BEGIN SOURCE

I'm a Boston Bruins fan and the owner is way too cheap.

Young Brett may or may not believe in Santa Claus, but give the kid credit: he's astute enough to know precisely where the biggest grinch in the NHL resides.

Beantown. A city with an unquenchable thirst for sports. Home to some of the greatest athletes in modern history.

Unfortunately for Boston Bruins fans, it is also Jeremy Jacobs' personal profit playground.

The Bruins are the NHL's version of the Montreal Expos: a remarkable breeding ground for talent, but a clearinghouse for hope.

Here's a short list of ex-Bruins Jacobs sent packing because of their contract demands: Anson Carter, Adam Oates, Bill Guerin, Byron Dafoe, Jason Allison, and most recently, Kyle McLaren. You'd be astonished if you weren't too busy grinding your teeth into powder over it.

Now, let's give credit where due: Year upon year, Bruins president Harry Sinden and GM Mike O'Connell put out a competitive product. But not too competitive, mind you. Not the kind of competitive that requires a payroll comparable to the league's elite teams.

Despite a recent survey from Team Marketing Report placing an average Bruins ticket fourth-highest in the NHL, Jacobs has a payroll The Hockey News ranked 18th in the league this season. This from a franchise Forbes Magazine ranked as the NHL's fifth-most profitable.

END SOURCE
BEGIN RAW DATA

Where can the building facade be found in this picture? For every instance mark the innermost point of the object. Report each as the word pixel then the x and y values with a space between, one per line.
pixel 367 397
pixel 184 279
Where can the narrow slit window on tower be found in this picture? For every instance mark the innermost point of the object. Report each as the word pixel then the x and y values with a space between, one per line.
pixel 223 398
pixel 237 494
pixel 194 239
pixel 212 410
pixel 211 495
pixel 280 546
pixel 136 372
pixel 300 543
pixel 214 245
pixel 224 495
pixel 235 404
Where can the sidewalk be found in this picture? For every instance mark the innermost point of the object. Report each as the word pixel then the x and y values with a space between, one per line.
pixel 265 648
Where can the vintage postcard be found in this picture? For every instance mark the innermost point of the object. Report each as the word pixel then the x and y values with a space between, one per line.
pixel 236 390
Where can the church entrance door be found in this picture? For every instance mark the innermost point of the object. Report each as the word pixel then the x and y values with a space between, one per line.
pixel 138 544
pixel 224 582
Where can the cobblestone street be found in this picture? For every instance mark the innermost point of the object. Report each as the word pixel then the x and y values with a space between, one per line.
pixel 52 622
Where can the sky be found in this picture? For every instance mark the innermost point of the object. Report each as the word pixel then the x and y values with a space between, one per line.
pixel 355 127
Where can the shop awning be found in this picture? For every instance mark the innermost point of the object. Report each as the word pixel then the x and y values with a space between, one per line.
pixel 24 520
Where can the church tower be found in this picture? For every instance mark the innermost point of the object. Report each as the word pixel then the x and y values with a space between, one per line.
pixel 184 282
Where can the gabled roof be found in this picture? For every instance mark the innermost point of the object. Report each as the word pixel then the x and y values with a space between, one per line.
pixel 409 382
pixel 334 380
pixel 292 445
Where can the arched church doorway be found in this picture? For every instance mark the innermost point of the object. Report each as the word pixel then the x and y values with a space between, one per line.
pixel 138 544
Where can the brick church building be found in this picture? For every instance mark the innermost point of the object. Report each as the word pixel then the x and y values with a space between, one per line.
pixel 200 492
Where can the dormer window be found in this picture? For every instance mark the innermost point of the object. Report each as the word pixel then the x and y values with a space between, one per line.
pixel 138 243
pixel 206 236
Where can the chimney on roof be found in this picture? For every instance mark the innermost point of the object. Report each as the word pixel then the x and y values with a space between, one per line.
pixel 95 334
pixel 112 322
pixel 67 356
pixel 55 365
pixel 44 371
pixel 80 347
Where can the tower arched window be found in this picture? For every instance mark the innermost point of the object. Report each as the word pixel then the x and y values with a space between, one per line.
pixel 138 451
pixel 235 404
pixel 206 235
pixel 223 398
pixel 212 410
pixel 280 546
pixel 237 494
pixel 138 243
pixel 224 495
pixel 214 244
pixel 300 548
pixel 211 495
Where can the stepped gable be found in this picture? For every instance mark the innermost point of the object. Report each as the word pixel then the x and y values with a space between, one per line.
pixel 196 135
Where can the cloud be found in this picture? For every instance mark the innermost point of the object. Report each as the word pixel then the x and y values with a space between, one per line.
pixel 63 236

END RAW DATA

* **WHAT NEEDS TO BE DONE**:
Please retype the passage in the Bruins owner text word for word, from "Young Brett may" to "clearinghouse for hope.".

* **EXERCISE RESPONSE**:
Young Brett may or may not believe in Santa Claus, but give the kid credit: he's astute enough to know precisely where the biggest grinch in the NHL resides.

Beantown. A city with an unquenchable thirst for sports. Home to some of the greatest athletes in modern history.

Unfortunately for Boston Bruins fans, it is also Jeremy Jacobs' personal profit playground.

The Bruins are the NHL's version of the Montreal Expos: a remarkable breeding ground for talent, but a clearinghouse for hope.